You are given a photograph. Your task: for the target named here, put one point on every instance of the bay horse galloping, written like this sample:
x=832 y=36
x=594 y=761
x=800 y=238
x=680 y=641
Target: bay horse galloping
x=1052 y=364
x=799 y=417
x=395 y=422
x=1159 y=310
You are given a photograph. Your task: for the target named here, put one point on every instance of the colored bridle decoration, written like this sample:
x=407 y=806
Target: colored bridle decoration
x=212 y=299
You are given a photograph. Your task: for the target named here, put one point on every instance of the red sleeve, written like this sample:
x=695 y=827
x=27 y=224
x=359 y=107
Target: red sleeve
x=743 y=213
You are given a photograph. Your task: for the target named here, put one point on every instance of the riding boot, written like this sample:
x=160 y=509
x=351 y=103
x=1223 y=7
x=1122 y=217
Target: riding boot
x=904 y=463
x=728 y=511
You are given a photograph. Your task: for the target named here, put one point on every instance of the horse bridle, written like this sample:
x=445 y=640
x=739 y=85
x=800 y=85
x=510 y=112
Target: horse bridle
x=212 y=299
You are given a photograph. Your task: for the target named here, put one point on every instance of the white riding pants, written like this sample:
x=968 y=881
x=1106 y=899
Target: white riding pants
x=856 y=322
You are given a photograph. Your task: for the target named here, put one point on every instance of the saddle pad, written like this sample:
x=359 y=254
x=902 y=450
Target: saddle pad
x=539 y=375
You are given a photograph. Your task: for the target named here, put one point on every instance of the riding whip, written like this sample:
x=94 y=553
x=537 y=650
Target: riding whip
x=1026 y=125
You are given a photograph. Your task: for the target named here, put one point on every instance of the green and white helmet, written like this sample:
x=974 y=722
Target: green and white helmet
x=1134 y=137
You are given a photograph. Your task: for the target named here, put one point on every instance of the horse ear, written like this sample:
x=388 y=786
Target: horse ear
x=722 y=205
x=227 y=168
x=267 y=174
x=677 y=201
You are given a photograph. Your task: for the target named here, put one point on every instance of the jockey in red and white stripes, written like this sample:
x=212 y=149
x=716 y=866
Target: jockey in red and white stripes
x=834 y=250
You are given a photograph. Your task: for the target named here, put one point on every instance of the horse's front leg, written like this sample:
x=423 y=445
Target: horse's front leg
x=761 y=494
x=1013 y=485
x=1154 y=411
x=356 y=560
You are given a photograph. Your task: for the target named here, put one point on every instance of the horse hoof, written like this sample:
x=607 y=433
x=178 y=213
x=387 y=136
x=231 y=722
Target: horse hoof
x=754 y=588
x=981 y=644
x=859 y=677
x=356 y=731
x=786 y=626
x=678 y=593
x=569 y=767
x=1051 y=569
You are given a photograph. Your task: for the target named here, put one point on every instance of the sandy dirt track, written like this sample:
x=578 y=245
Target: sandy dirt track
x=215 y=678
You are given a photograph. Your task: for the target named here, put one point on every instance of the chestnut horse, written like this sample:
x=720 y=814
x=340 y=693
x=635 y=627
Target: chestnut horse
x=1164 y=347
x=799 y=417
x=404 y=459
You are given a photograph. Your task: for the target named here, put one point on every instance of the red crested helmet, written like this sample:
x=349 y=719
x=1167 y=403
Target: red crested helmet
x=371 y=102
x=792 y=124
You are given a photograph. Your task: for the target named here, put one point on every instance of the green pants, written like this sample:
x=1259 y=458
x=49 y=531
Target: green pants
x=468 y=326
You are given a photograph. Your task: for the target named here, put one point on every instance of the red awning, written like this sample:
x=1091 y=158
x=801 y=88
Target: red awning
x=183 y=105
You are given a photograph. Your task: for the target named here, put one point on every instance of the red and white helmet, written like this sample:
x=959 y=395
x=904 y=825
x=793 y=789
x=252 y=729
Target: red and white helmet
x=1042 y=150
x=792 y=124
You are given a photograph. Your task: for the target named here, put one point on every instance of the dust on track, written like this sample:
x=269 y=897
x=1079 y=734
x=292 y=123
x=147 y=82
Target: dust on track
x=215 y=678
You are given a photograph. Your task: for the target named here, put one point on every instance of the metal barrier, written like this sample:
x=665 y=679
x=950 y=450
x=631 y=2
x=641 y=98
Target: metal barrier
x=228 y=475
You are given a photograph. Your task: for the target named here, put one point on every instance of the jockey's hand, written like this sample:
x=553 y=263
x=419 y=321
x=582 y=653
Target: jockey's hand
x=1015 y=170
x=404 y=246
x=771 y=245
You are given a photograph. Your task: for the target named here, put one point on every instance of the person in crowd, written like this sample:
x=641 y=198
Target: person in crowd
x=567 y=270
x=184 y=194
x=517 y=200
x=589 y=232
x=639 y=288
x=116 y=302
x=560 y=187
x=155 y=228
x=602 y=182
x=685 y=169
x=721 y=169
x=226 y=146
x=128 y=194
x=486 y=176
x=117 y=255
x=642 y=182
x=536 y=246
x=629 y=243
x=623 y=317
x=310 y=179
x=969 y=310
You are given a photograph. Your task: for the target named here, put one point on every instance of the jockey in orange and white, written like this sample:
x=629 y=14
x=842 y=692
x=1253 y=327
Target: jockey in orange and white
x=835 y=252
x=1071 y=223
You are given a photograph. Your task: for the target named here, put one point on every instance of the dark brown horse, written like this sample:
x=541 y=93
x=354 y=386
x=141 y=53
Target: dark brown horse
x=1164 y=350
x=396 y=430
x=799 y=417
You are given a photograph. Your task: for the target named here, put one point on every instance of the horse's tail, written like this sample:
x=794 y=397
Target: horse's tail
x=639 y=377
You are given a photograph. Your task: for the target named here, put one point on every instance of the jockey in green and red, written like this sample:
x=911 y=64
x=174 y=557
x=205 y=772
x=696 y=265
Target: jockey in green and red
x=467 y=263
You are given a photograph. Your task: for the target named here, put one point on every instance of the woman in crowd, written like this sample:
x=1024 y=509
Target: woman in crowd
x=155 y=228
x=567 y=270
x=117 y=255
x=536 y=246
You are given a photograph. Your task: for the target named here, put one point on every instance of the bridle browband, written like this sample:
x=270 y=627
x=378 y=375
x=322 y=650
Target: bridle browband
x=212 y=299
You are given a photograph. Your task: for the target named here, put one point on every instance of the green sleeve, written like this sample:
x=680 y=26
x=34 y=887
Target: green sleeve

— Task brief —
Please retype every entry above exactly as it stands.

— Solved problem —
You are given a photograph. Your task: for the target named here, put one point on every instance of the bay horse galloping, written like this sample:
x=832 y=36
x=594 y=761
x=800 y=238
x=680 y=641
Target: bay horse galloping
x=1052 y=364
x=799 y=417
x=395 y=422
x=1159 y=310
You are given a photograph. Your task: for the target named here, put one point on every instance of the colored bridle decoration, written like this sample:
x=407 y=806
Target: colored bridle decoration
x=212 y=299
You are given a photograph. Your task: for the target named here, put one point on every instance of the red sleeve, written like this sample:
x=695 y=827
x=27 y=224
x=359 y=107
Target: red sleeve
x=743 y=213
You are given a photograph. Your task: for the target named here, put one point on every instance of the riding boot, written like this sample:
x=160 y=509
x=351 y=103
x=1223 y=7
x=1122 y=217
Target: riding boot
x=904 y=463
x=728 y=511
You are given a photograph. Your task: for the target named here, put one point on every instance of the horse bridle, written like this sample:
x=445 y=640
x=739 y=85
x=800 y=85
x=510 y=112
Target: horse bridle
x=212 y=299
You are given a photograph. Your task: for the target named here, put one point on every instance of the white riding pants, written like this sample:
x=968 y=881
x=1106 y=899
Target: white riding pants
x=856 y=322
You are given a photograph. Your task: for the target named here, put one point on every instance of the saddle pad, written like this sample:
x=359 y=254
x=902 y=450
Target: saddle pad
x=539 y=375
You are given a photograph. Your task: for the target named here, put one point on every instance of the riding whip, written like this sample:
x=94 y=553
x=537 y=650
Target: riding whip
x=1026 y=125
You are given a photograph. Your task: for the target named here, put one point on every instance of the green and white helmet, written like this sample:
x=974 y=722
Target: green and white helmet
x=1134 y=137
You are given a photograph. Your task: for the target named here, put one point on every instance of the horse ear, written like this sample:
x=388 y=786
Target: horse ear
x=722 y=205
x=227 y=168
x=267 y=174
x=677 y=201
You are given a photograph. Your task: for the target named here, put one point on every instance of the jockey in red and white stripes, written like this sample:
x=212 y=149
x=716 y=866
Target: jockey in red and white stripes
x=834 y=250
You are given a photograph. Your task: for the target named here, put one point on every instance of the horse's front leg, written like this sample:
x=423 y=445
Target: horse's front leg
x=761 y=494
x=1013 y=485
x=1154 y=411
x=356 y=560
You are given a photograph. Your task: for the target named here, put one point on every instance of the horse hoof, written like this sample:
x=607 y=433
x=178 y=213
x=387 y=136
x=231 y=722
Target: horse hoof
x=754 y=588
x=981 y=644
x=859 y=677
x=356 y=731
x=786 y=626
x=678 y=593
x=569 y=767
x=1051 y=569
You are given a photograph. Your task: for the target named here, put one point on every instance of the sandy dirt track, written like this sample:
x=578 y=245
Target: sandy dirt track
x=215 y=678
You are given a photograph. Your task: for the target named here, put one point on every instance of the chestnut horse, written like this sample:
x=720 y=814
x=340 y=693
x=635 y=627
Target: chestnut horse
x=1164 y=347
x=799 y=417
x=404 y=459
You are given a photograph. Your task: for the target named here, put one point on every instance of the red crested helmet, written like this sample:
x=349 y=719
x=1167 y=403
Target: red crested helmet
x=371 y=102
x=792 y=124
You are given a photograph. Your task: for the target named here, put one point on every instance of the green pants, written like this sample:
x=1259 y=458
x=49 y=531
Target: green pants
x=468 y=326
You are given a photograph. Your task: for the target named here, put one point on every instance of the red awning, written like this sample:
x=1091 y=158
x=801 y=88
Target: red awning
x=183 y=105
You are given a photograph. Your task: for the target named here, put one point on every instance of the red and white helmet, written like this sample:
x=959 y=395
x=904 y=825
x=793 y=789
x=252 y=729
Target: red and white helmet
x=1042 y=150
x=792 y=124
You are given a photograph. Your task: for the target named here, put one point on every instance of the dust on track, written like this sample:
x=269 y=897
x=1079 y=734
x=292 y=123
x=147 y=82
Target: dust on track
x=215 y=678
You are given a photograph. Your task: for the target named here, put one point on every instance of the metal barrier, written like this sample:
x=665 y=679
x=950 y=450
x=631 y=2
x=641 y=98
Target: metal barrier
x=228 y=475
You are given a photograph. Your task: for the target named here, put one point on every instance of the jockey's hand, written like this sample:
x=553 y=263
x=419 y=321
x=582 y=653
Target: jockey's hand
x=1015 y=170
x=404 y=246
x=771 y=245
You are given a photograph. Your task: for the target named here, put one point on every instance of the person in crowd, written like this sample:
x=641 y=198
Target: person in crowd
x=567 y=270
x=184 y=194
x=517 y=200
x=589 y=232
x=639 y=288
x=116 y=302
x=560 y=187
x=155 y=228
x=602 y=182
x=685 y=169
x=721 y=169
x=226 y=146
x=128 y=194
x=486 y=176
x=117 y=255
x=642 y=182
x=536 y=246
x=629 y=243
x=623 y=317
x=310 y=179
x=969 y=310
You are given a photograph. Your task: for the target named here, put one point on every instance of the jockey in orange and white, written like this sample:
x=629 y=14
x=842 y=692
x=1253 y=327
Target: jockey in orange and white
x=835 y=252
x=1071 y=223
You are given a photograph. Your task: for the target named here, put one point on every instance of the dark brown horse, written like this sample:
x=541 y=93
x=354 y=386
x=141 y=53
Target: dark brown horse
x=1164 y=350
x=396 y=430
x=799 y=417
You are given a photograph. Your task: for the target named here, put one point on every instance of the horse's tail, written like this sample:
x=794 y=397
Target: horse's tail
x=639 y=377
You are given a photograph. Your task: for the target named here, put one point on every instance of the jockey in green and red, written like this sample:
x=911 y=64
x=174 y=557
x=205 y=772
x=696 y=265
Target: jockey in green and red
x=467 y=263
You are given a photograph. Your task: for the target named here, put one point on every instance of the woman in crowd, written like this sample:
x=1024 y=509
Target: woman in crowd
x=155 y=228
x=567 y=270
x=117 y=255
x=536 y=246
You are given a photograph. Your task: for the target named here, put one point on every instance of the bridle browband, written like this sample:
x=270 y=627
x=378 y=375
x=322 y=650
Target: bridle browband
x=212 y=299
You are given a photograph. Your task: for the target named here, put one point on every instance of the green sleeve, written like this sample:
x=680 y=26
x=34 y=887
Target: green sleeve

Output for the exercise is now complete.